◆ GIVEN INSTRUCTION ◆
Rewrite every line of the data from the line containing "the red football jersey" through the line containing "x=378, y=179", inclusive, and offset each x and y coordinate value by -36.

◆ PROVIDED RECORDS ◆
=-=-=

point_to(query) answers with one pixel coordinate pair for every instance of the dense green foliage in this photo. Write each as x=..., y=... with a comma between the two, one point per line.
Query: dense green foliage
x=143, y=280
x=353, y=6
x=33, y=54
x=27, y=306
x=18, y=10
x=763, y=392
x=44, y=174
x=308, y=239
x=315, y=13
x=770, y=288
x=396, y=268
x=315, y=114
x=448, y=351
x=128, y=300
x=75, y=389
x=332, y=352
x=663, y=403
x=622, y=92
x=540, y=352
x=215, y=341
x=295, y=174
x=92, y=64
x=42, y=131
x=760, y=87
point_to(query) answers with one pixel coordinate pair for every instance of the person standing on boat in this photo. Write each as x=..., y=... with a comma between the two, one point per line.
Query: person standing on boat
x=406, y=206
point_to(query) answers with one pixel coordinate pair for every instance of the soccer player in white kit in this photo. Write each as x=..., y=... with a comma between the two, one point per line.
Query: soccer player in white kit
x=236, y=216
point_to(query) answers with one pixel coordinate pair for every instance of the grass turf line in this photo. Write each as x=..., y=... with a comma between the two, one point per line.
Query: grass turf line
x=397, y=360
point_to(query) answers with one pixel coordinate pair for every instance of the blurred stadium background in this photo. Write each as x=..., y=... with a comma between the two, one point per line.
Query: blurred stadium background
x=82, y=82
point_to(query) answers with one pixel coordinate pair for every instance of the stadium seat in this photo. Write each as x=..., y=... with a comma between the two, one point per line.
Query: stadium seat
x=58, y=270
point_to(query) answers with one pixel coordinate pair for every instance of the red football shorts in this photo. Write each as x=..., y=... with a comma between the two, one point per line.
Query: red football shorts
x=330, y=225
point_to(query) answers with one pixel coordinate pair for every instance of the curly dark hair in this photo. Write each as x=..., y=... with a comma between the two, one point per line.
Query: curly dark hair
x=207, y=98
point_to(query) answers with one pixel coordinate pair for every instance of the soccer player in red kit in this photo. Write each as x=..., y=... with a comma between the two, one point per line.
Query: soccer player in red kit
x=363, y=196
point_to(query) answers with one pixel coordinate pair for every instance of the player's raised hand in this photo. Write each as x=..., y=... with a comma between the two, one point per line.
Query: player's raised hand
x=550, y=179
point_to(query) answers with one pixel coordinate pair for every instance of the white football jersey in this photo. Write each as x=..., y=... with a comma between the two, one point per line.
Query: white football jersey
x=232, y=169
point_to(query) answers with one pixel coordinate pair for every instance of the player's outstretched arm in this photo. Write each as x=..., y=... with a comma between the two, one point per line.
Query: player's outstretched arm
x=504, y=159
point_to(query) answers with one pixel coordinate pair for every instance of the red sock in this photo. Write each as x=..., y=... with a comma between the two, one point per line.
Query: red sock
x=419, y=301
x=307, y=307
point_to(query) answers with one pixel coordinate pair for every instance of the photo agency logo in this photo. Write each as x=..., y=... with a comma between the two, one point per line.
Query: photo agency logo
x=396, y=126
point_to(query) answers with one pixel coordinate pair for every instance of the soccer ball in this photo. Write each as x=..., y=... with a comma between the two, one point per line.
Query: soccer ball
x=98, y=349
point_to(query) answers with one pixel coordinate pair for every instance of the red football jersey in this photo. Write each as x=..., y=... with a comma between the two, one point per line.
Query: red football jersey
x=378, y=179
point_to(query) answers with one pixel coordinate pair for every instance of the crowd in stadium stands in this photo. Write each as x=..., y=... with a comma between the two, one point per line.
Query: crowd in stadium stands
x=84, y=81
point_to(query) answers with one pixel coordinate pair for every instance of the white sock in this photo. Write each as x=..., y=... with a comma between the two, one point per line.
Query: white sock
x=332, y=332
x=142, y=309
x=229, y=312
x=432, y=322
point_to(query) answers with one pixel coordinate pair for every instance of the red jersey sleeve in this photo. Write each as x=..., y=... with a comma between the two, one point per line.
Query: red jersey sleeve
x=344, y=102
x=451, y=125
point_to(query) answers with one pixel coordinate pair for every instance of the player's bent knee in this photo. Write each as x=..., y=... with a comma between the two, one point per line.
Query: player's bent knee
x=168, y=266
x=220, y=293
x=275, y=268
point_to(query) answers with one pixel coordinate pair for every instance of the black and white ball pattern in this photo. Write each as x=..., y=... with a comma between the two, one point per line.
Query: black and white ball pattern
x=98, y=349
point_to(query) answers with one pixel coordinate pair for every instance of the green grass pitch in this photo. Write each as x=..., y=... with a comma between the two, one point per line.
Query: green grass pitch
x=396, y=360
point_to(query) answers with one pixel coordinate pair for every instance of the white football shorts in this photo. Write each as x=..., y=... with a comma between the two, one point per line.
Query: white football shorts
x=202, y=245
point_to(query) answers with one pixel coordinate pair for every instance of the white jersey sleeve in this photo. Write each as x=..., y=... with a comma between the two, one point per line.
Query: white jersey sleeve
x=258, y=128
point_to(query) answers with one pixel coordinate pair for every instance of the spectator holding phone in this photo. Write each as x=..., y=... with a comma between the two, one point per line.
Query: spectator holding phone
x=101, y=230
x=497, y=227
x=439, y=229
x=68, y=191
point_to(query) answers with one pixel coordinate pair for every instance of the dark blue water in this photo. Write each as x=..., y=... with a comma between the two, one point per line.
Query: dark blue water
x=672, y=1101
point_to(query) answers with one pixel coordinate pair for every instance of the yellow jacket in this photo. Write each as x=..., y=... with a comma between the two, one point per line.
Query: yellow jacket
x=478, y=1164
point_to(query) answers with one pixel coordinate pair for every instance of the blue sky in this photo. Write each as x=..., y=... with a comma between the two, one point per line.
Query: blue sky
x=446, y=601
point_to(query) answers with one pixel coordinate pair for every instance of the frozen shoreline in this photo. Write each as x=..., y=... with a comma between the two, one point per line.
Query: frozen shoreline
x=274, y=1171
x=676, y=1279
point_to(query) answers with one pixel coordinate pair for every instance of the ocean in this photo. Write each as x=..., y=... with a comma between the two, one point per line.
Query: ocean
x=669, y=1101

=-=-=

◆ EXERCISE RESPONSE ◆
point_to(query) answers with one pixel coordinate pair for every instance of the red football jersey in this photo. Write each as x=..., y=... with a comma between the two, one point per line.
Query: red football jersey
x=342, y=143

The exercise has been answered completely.